Parallel Port Adapter Designs

Last Update: February 2, 2003


The Hardware

The parallel port isn't quite the ideal vehicle for talking Control-A1, Control-A1 II, Control-S or any other protocol designed for consumer audio and video electronics. That being said the linux parallel port driver available for download on this site requires a small hardware adapter to work it's magic.

This driver does an end run around the hardware and as a result only works on relatively fast machines. The slowest platform we have seen operate with a reasonable error rate was an Intel 486 DX/33 ( the 3.0 driver may perform better, but due to the logistical unpleasantness of getting a 2.4.x kernel on a 486, no effort has been made to test the theory ). On the 486/DX33 about 90-95% of the data came through good. The driving factor seems to be the core bus speed. A 25 MHz bus is too slow, a 33 MHz seems ok, and a 50 or faster works quite well. This of course means virtually all but the earliest of pentium class machines will work flawlessly. For a detailed description of exactly how data is transmitted on the Control-A1/Control-A1 II bus or using Control-S interfaces, visit the encoding page. Currently development is done on an Intel Celeron 500 and the error rate is less than 0.002% ( 1 bit in 2,000,000 missed). With the aid of some error correction this rate can be further reduced in higher level applications.

Starting simple. If all you need is a Control-A1/Control-A1 II (aka slink) interface, this will get you there. The credit for this design goes to another S-Link experimenter named Mike Muise. His wiring diagram is presented below along with some pictures of a finished adapter. You need not concern yourself with matching the parts in the diagram exactly. The box shown for example actually contains a 4.2k resistor and a 2N3904 transistor rather than the parts shown in the diagram. Basicly you need a small signal NPN transistor and a resistor somewhere in the 1-5k ohm range. The parts can be purchased at a local Radio Shack for about $15. After that all you need is limited skill with a soldering iron and a 1/8" mono (Male-Male) audio cable.

* Data lines:
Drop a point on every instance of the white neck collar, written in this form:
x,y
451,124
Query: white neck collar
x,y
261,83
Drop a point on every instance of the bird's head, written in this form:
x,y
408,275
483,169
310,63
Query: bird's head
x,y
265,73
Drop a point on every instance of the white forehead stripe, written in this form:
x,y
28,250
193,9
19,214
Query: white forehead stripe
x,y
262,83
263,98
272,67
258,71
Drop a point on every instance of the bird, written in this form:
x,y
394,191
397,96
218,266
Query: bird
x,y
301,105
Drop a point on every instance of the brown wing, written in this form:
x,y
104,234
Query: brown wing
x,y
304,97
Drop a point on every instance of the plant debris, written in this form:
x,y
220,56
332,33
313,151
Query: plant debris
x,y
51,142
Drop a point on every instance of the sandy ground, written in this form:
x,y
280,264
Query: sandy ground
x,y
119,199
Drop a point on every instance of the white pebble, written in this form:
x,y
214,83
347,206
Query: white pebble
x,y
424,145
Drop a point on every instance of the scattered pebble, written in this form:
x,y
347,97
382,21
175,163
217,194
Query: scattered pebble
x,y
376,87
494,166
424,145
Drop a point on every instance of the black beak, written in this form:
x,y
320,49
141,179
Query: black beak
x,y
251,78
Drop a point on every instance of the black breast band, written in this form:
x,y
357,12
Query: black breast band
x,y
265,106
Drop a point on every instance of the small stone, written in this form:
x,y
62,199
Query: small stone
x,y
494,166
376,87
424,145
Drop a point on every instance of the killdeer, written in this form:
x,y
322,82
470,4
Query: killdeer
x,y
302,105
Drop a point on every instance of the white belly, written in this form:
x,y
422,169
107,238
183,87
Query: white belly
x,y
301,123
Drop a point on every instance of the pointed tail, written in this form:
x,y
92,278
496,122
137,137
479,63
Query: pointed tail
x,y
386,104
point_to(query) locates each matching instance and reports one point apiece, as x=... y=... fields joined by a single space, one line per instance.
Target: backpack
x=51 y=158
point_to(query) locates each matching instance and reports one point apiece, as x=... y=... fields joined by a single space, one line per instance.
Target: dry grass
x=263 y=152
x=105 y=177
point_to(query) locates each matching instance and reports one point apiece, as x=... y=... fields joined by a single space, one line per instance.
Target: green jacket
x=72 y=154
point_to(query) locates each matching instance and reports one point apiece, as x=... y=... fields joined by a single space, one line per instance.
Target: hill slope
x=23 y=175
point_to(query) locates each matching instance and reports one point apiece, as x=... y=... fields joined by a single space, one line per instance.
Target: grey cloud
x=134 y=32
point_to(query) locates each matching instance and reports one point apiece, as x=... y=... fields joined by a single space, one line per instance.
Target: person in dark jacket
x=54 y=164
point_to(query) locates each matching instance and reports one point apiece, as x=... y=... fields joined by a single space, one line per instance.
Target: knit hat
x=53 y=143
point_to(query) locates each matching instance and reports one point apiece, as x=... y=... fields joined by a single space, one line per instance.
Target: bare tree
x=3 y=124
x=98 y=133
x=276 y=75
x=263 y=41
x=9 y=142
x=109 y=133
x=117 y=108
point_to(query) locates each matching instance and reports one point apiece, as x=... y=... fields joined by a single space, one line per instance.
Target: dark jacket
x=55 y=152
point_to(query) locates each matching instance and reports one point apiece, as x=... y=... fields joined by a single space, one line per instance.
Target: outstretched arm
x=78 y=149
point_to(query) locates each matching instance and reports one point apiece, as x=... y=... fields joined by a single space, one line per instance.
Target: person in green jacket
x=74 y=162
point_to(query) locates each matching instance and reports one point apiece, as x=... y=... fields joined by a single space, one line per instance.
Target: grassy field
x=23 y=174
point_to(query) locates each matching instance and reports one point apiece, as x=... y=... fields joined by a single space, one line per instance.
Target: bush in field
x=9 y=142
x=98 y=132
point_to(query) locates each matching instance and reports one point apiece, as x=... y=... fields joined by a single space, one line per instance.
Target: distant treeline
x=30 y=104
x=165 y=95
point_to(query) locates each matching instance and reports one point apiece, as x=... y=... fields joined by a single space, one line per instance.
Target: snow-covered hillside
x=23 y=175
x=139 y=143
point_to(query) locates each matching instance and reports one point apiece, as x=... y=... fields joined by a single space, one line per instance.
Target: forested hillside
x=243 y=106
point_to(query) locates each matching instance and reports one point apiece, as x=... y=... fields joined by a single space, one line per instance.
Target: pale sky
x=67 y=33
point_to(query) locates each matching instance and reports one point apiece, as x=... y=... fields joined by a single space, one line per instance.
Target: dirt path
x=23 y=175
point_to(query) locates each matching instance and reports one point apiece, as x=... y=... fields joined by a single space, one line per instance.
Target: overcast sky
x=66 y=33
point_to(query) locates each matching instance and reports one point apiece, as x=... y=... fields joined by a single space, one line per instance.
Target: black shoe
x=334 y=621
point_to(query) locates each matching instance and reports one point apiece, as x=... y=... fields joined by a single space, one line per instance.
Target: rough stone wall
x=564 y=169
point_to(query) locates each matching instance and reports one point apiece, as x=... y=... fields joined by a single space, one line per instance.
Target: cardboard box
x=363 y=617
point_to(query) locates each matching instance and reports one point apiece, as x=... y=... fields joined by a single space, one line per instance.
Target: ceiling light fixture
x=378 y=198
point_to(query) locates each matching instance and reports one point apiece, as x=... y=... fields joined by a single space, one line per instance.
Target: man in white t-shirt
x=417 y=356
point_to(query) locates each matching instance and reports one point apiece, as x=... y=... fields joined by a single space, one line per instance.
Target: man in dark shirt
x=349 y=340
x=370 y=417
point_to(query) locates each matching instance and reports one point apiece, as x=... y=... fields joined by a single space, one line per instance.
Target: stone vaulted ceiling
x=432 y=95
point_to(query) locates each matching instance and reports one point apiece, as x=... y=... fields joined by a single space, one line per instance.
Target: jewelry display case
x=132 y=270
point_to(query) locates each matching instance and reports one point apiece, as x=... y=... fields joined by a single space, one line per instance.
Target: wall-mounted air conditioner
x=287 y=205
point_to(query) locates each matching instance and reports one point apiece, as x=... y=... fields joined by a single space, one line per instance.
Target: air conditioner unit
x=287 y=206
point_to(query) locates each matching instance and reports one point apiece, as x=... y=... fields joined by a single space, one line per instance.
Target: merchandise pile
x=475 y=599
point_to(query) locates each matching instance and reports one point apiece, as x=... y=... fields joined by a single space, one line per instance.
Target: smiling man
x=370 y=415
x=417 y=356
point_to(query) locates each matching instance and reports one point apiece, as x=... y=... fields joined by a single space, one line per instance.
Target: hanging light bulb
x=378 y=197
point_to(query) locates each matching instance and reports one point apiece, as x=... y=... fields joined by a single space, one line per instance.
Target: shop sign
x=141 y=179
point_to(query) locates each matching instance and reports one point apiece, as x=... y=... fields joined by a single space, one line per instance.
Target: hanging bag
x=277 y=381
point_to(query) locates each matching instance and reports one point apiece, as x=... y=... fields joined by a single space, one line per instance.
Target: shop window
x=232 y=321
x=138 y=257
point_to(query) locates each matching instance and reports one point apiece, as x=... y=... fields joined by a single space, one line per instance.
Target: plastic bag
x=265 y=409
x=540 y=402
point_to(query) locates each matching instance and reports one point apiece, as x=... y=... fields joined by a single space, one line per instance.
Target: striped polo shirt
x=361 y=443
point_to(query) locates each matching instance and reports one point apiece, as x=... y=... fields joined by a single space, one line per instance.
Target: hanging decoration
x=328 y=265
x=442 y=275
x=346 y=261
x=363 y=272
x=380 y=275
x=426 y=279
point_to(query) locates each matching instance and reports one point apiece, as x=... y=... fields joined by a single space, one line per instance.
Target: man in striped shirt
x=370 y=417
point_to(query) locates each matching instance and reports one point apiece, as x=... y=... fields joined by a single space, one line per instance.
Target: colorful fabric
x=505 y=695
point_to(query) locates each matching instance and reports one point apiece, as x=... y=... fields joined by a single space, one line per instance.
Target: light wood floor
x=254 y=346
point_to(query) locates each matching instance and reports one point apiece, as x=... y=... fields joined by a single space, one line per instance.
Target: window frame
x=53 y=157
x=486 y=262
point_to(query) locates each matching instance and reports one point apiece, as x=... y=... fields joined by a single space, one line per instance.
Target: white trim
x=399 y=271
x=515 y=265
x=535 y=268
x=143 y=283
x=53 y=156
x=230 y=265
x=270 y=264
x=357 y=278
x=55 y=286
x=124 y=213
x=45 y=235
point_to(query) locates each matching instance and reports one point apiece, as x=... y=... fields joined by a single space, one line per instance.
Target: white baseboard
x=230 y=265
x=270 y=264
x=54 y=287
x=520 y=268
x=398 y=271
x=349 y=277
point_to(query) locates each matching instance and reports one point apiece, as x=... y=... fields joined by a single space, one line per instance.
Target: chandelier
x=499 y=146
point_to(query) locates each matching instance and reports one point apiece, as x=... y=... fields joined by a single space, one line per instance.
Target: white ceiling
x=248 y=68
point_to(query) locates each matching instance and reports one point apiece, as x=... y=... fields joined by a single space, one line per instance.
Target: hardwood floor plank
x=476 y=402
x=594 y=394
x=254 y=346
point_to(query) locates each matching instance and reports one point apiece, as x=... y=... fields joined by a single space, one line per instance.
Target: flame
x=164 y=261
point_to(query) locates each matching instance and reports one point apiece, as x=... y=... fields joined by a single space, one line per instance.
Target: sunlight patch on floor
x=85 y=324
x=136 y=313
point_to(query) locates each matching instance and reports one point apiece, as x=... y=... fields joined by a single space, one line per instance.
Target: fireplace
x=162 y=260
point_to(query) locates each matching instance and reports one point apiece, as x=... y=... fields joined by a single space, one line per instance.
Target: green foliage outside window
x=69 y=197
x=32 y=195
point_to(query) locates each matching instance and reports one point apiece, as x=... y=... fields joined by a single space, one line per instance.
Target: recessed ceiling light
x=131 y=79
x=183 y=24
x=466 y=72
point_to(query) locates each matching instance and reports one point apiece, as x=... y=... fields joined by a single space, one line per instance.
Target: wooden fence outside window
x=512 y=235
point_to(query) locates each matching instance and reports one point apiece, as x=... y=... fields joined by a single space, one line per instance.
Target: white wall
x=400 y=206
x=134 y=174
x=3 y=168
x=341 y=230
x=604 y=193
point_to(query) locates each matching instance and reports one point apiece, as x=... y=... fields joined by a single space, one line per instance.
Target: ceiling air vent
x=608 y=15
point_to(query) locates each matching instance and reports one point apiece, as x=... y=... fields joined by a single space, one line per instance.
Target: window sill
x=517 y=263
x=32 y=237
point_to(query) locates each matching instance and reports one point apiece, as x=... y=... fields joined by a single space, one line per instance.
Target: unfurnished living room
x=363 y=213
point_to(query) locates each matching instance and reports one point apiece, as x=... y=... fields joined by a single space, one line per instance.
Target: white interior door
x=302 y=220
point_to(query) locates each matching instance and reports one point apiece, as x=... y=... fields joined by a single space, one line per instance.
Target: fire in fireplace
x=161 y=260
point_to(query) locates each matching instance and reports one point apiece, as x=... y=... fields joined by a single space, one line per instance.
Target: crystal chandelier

* Job 1: Find each line in the records containing the string "wall", and copy those lines out.
* Job 2: Pick up the parallel port adapter page after its final sentence and keep writing.
The records have no connection to the parallel port adapter page.

* Task result 1:
Target: rough stone wall
Target: wall-mounted air conditioner
Target: white wall

* Task result 2:
If you want to get a little more elaborate and add support for Control-S devices, the following design may suit you better. Strictly speaking, the Control-S interface is somewhat risky since there is no isolation in this design to prevent inadvertent back current. However, that being said (Insert all disclaimers here. Use at your own risk etc.), most hardware with Control-S interface jacks should have isolation circuits and therefore one isn't strictly necessary required at our end. Also this is the simplest possible design for adding Control-S support. This design is supported by the latest version of the device driver. Strictly speaking the connections to pins 12, 13 and 15 (in red) are optional since they are only used for loop-back debug purposes and may not even be consistently supported in future versions of the device driver. As usual ground connections are to the ring of the 1/8" phono jacks and signal is at the tip. The earlier adapter can be adapted to this new design simply by adding more wires and jacks and is completely compatible. Also, you need only add as many Control-S jacks as you have need for. Just remember that Control-S is essentially wired IR remote. So each device needs it's own connection.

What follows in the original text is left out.